Exercise prompt = Print the records without any changes, from the start through the line that contains "[160, 28, 300, 143]", with that line included.

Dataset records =

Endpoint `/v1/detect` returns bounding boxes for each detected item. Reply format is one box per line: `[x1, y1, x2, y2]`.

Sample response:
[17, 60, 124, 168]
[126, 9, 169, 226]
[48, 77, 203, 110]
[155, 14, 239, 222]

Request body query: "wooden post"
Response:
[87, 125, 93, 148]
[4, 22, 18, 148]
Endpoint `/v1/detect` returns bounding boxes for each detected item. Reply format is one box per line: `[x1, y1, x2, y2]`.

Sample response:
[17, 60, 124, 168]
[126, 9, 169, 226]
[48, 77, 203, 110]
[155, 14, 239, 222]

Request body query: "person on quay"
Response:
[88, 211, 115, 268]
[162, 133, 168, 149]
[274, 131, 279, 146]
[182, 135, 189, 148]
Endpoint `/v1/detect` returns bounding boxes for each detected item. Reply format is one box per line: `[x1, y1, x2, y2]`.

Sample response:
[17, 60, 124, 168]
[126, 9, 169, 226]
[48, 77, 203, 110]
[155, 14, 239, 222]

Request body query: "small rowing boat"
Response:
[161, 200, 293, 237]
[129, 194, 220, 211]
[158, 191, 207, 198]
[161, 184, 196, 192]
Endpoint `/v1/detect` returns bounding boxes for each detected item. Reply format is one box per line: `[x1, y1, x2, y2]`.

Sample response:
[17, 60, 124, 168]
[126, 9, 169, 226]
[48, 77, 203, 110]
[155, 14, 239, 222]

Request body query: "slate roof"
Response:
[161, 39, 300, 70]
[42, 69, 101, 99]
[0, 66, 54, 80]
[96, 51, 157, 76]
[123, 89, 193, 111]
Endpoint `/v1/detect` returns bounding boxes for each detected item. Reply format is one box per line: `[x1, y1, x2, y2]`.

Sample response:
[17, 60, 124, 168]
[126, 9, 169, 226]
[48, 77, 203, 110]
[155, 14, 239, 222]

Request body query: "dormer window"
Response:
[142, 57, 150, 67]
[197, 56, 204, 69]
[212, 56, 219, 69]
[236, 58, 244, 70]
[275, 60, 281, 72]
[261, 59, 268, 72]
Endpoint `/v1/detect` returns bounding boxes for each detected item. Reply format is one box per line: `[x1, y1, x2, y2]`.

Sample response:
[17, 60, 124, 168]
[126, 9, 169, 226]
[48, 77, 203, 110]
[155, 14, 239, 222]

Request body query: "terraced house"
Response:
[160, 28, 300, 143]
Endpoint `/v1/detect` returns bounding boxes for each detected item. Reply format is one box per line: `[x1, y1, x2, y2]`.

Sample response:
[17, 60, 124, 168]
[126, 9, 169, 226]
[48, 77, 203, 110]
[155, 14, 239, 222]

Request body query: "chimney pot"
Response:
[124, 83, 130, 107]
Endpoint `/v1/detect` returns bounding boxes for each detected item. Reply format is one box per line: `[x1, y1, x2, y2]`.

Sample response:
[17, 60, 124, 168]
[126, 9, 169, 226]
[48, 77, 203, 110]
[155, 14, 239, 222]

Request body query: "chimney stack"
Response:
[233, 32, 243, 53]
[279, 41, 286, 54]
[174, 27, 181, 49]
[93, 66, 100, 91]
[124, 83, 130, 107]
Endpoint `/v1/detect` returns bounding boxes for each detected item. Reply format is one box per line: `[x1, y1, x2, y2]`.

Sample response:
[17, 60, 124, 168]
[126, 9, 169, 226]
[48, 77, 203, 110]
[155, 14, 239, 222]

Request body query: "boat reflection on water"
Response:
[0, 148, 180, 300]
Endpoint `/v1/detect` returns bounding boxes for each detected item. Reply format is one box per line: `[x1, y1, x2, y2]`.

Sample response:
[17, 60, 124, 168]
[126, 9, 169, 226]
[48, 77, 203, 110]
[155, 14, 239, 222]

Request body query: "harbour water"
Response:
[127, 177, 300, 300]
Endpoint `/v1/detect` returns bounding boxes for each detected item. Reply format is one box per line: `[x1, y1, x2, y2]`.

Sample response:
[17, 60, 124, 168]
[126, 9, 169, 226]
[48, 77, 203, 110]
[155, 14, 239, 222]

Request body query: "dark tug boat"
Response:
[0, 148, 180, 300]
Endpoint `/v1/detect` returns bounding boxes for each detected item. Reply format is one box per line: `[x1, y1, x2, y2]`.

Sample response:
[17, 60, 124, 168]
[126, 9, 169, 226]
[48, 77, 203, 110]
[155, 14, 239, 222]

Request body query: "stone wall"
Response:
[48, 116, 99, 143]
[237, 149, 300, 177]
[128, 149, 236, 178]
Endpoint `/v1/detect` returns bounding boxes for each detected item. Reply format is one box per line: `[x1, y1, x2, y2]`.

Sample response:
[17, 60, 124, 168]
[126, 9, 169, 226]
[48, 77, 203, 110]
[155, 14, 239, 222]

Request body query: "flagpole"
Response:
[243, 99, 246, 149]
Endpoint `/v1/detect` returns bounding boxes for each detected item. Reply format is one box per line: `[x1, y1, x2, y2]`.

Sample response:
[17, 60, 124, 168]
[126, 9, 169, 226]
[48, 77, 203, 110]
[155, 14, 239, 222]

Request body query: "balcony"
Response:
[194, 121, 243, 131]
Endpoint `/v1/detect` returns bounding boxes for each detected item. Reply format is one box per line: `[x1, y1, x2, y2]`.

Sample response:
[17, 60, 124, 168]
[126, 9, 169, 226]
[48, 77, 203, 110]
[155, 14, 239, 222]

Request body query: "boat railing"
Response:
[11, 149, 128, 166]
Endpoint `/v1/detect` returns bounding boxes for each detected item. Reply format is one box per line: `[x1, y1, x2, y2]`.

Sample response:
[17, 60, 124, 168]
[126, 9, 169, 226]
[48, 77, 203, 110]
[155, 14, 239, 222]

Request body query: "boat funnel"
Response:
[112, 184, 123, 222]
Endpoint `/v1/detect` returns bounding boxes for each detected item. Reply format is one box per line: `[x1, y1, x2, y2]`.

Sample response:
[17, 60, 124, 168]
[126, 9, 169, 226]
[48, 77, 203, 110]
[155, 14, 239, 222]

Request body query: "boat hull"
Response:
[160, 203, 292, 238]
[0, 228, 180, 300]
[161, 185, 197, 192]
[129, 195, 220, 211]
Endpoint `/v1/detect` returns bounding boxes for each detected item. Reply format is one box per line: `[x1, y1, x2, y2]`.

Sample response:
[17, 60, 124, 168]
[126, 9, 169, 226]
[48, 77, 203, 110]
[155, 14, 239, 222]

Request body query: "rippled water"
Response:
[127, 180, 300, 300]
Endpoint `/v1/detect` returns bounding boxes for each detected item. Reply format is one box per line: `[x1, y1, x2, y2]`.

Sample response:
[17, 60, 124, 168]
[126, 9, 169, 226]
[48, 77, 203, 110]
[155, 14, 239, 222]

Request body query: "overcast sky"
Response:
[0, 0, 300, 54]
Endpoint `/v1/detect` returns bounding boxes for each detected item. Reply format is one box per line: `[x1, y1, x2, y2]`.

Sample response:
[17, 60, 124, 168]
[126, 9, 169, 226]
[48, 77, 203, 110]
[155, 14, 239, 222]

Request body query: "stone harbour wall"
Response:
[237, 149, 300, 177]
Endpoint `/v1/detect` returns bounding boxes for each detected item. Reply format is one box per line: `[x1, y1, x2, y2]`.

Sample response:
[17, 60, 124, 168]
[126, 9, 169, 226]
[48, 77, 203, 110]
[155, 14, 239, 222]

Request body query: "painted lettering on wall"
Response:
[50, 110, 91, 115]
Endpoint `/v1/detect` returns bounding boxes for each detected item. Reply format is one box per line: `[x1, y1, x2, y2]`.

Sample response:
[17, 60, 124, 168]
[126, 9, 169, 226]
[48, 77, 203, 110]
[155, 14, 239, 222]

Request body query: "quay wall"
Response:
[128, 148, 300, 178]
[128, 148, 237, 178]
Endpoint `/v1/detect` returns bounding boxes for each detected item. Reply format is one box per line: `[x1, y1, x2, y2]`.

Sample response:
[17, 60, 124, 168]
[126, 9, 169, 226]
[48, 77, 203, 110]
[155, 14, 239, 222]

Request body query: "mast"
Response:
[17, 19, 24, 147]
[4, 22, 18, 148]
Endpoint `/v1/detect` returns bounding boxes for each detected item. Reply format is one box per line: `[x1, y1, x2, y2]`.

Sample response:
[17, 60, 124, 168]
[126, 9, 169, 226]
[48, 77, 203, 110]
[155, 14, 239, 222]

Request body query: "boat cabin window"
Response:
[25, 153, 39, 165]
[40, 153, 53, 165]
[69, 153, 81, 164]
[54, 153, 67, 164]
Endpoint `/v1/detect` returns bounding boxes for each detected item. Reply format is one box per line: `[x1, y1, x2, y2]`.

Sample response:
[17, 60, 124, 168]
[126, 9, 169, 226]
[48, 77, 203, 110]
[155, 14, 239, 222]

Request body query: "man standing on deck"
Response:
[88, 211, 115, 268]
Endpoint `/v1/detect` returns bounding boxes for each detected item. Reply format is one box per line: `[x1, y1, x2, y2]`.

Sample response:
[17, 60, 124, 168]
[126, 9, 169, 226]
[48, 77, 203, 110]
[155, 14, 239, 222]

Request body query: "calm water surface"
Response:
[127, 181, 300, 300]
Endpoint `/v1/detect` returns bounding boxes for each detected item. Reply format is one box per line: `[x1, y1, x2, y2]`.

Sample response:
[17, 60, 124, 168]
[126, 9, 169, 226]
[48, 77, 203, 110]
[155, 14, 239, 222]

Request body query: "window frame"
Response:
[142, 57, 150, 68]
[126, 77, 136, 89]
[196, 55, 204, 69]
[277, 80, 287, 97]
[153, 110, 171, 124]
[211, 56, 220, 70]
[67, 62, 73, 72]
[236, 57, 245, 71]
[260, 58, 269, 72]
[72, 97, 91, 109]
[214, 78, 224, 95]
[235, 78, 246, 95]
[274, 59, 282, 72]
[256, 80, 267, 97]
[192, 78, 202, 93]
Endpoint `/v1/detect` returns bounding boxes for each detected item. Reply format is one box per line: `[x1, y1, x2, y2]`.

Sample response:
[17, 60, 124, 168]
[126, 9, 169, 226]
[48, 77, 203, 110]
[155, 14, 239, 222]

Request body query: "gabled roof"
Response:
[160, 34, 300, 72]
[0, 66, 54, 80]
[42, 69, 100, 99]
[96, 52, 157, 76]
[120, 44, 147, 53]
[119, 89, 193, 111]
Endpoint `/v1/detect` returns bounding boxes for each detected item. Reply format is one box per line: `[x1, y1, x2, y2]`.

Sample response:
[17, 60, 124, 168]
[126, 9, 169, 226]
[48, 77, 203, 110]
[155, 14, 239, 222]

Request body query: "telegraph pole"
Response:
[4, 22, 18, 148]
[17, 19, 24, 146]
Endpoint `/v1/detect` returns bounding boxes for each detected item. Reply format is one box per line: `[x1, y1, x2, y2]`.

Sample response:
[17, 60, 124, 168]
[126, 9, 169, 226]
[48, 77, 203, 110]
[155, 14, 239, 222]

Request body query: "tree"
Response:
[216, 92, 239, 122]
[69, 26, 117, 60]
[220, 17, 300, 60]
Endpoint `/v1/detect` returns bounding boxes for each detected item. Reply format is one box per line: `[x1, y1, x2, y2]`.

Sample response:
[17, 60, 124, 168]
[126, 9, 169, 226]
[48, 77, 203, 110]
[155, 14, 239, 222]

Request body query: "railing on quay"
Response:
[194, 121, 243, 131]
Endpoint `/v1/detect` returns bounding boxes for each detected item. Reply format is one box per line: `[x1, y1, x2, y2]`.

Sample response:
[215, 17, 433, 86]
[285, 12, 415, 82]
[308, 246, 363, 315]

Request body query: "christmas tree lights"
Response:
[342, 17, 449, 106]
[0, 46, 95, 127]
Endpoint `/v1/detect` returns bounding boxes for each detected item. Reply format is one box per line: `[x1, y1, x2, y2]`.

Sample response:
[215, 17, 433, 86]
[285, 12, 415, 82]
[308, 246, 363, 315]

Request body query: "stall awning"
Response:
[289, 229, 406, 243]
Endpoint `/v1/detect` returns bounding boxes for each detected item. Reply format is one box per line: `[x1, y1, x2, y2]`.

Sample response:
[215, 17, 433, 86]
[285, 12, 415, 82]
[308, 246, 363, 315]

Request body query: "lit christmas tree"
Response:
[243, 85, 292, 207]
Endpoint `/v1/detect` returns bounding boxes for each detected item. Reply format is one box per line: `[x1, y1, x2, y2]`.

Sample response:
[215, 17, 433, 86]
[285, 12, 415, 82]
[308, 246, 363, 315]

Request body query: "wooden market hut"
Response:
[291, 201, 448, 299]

Complete answer =
Endpoint `/v1/detect` returns bounding boxes for each detected item. Reply format is one box per line: `[x1, y1, x2, y2]`.

Sample response:
[17, 60, 124, 168]
[126, 9, 169, 226]
[48, 77, 203, 110]
[155, 14, 239, 222]

Request body query: "wooden post"
Response:
[87, 125, 93, 148]
[4, 22, 18, 148]
Endpoint `/v1/detect` returns bounding boxes for each detected item. Reply format is one box per line: `[x1, y1, x2, y2]`.

Sample response:
[17, 60, 124, 168]
[126, 9, 169, 226]
[48, 77, 203, 110]
[155, 14, 239, 222]

Request body query: "person on quay"
Response:
[88, 211, 115, 268]
[162, 133, 168, 149]
[274, 131, 279, 146]
[182, 135, 189, 148]
Endpoint `/v1/detect` returns bounding boxes for each detected item. Reply format is one box per line: `[x1, y1, x2, y2]`.

Sample response:
[17, 60, 124, 168]
[126, 9, 169, 226]
[48, 77, 203, 110]
[155, 14, 239, 222]

Request body query: "small rowing boat"
Response:
[161, 200, 293, 237]
[129, 194, 220, 211]
[158, 191, 207, 198]
[161, 184, 196, 192]
Endpoint `/v1/detect` returns bounding boxes for each detected item. Reply format is one box per line: `[x1, y1, x2, y2]`.

Sample response:
[17, 60, 124, 168]
[126, 9, 169, 226]
[48, 77, 203, 110]
[155, 14, 239, 222]

Request body query: "slate roof"
Response:
[161, 39, 300, 70]
[42, 69, 101, 99]
[0, 66, 54, 80]
[96, 51, 157, 76]
[123, 89, 193, 111]
Endpoint `/v1/detect` returns bounding boxes for each detected item. Reply format is one box per line: `[x1, y1, x2, y2]`.

Sample response:
[17, 60, 124, 168]
[126, 9, 169, 226]
[48, 77, 203, 110]
[155, 14, 239, 222]

Request body query: "dormer window"
Response:
[142, 57, 150, 67]
[197, 56, 204, 69]
[212, 56, 219, 69]
[236, 58, 244, 70]
[275, 60, 281, 72]
[261, 59, 268, 72]
Endpoint `/v1/detect` returns bounding boxes for each detected item. Reply format is one box per line: `[x1, y1, x2, y2]`.

Sample response:
[17, 60, 124, 168]
[126, 9, 169, 226]
[48, 77, 203, 110]
[155, 14, 239, 222]

Request body query: "terraced house"
Response:
[160, 28, 300, 143]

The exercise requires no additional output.